## INSTRUCTIONS FOR THE TASK
Your answer must be the lines of the entries below, exactly as written, from the first line through the line containing "positive clicks: (326, 192)".

## SUPPLIED INFORMATION
——————————
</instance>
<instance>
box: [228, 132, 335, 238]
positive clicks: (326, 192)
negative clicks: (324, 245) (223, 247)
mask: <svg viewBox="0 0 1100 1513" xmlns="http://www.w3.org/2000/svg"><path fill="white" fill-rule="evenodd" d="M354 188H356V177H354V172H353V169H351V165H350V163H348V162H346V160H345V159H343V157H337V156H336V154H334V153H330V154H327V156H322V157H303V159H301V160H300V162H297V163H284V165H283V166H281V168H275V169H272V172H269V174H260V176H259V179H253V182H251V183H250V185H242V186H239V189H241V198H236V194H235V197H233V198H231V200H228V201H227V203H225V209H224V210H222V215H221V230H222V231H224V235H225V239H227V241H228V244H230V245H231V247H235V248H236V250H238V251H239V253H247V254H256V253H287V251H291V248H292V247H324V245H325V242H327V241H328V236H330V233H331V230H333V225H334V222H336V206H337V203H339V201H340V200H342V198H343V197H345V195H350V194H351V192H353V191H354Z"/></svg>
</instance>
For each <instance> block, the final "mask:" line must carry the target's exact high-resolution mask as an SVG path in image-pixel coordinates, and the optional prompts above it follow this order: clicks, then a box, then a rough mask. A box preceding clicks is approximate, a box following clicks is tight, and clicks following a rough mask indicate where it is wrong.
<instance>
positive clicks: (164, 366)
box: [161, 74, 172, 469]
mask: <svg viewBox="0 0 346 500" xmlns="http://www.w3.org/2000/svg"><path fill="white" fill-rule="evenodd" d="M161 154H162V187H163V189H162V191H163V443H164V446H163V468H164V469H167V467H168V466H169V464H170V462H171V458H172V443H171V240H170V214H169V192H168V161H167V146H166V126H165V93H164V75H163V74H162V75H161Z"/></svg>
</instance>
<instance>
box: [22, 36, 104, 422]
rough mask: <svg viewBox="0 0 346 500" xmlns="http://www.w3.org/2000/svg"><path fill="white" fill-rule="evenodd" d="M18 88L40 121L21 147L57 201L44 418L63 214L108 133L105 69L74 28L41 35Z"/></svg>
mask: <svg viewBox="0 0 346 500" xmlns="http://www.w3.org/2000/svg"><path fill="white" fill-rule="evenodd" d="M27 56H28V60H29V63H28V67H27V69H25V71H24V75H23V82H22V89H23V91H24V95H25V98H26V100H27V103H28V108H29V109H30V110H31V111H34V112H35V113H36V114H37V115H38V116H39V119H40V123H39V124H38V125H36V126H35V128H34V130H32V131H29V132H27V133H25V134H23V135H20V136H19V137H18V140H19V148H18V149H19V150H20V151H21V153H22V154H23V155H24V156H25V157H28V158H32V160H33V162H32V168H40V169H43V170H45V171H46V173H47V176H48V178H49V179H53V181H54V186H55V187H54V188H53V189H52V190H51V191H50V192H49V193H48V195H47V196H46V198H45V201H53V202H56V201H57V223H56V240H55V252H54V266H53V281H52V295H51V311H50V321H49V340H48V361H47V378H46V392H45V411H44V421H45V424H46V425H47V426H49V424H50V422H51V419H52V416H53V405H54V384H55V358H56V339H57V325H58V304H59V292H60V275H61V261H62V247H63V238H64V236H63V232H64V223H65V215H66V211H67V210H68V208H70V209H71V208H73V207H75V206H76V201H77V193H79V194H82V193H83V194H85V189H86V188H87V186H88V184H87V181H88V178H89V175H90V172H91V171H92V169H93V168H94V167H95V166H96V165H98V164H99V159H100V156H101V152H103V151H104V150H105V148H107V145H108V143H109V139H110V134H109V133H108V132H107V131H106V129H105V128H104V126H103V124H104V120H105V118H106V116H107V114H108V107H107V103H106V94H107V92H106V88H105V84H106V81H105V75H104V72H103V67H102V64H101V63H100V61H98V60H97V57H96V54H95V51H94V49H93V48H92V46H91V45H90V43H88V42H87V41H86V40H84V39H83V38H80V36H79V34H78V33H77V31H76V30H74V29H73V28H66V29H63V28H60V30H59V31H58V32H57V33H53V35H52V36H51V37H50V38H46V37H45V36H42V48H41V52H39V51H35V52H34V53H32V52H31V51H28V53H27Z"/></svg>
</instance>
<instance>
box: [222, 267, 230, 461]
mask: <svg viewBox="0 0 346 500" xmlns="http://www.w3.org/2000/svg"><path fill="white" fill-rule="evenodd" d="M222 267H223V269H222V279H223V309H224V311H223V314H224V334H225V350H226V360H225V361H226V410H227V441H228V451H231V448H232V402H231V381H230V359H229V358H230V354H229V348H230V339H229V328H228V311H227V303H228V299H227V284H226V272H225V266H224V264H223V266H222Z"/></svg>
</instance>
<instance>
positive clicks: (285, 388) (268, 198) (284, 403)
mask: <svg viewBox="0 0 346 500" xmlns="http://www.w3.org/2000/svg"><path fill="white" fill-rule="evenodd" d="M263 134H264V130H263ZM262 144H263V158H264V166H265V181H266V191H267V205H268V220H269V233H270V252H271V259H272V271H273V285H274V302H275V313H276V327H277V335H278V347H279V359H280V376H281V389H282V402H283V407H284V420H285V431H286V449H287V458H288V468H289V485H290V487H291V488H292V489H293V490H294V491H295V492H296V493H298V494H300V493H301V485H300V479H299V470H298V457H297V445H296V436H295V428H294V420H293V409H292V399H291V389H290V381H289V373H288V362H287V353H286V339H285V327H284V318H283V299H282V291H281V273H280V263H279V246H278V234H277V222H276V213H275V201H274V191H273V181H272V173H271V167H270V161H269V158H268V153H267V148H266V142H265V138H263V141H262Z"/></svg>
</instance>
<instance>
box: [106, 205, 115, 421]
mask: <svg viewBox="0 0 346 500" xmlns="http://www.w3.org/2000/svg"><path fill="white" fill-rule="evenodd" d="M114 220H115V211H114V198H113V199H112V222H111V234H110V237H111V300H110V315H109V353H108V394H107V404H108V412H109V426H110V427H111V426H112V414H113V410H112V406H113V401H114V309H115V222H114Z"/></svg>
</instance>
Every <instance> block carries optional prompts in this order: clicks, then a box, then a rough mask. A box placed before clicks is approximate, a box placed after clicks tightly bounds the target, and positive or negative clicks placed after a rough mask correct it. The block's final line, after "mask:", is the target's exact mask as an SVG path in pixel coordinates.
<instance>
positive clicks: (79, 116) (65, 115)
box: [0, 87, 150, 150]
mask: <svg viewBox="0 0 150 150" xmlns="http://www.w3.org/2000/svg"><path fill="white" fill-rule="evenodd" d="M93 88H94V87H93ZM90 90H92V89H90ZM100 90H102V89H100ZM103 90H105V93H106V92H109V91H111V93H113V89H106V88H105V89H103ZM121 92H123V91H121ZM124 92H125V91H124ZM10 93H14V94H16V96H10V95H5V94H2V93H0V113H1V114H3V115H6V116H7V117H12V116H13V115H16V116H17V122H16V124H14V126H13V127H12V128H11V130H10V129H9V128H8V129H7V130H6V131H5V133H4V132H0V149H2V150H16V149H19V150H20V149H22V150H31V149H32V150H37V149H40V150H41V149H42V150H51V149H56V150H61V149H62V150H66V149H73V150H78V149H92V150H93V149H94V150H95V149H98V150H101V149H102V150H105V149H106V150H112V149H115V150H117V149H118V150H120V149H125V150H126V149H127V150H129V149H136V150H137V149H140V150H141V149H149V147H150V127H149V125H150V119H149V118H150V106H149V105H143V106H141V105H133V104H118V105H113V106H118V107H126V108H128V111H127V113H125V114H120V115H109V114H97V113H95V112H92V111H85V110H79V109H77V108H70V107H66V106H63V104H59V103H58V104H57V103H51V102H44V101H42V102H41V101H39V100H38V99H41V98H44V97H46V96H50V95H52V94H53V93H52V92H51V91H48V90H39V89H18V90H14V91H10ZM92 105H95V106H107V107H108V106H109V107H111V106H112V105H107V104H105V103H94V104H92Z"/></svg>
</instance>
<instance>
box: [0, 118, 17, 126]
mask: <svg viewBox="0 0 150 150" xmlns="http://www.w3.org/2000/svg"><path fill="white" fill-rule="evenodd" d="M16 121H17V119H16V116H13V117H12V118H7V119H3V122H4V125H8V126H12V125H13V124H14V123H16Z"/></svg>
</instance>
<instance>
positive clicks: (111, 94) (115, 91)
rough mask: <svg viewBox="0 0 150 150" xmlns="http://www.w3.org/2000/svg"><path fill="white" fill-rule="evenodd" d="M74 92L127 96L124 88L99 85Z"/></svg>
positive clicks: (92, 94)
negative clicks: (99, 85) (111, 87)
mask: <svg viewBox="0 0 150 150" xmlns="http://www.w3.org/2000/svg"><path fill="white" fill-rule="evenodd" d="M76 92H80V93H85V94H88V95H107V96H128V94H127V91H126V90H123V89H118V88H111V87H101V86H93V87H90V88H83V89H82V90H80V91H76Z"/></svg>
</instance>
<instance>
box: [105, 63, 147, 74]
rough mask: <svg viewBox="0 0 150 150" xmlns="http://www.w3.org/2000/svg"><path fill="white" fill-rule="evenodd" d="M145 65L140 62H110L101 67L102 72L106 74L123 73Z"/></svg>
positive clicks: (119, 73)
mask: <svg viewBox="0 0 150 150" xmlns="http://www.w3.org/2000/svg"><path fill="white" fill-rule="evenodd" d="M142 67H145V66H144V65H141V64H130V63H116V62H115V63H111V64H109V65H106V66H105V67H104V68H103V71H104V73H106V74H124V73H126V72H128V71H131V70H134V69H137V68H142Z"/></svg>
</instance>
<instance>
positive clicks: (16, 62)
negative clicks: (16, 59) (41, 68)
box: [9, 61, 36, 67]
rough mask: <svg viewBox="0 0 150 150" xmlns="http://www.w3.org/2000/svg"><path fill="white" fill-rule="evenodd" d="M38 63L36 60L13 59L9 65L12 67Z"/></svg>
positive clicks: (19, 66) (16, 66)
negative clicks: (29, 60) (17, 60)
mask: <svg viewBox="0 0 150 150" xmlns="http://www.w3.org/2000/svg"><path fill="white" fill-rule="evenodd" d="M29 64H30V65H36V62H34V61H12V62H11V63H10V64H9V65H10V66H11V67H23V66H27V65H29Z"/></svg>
——————————
## RESPONSE TO THE TASK
</instance>
<instance>
box: [228, 132, 335, 238]
positive clicks: (326, 192)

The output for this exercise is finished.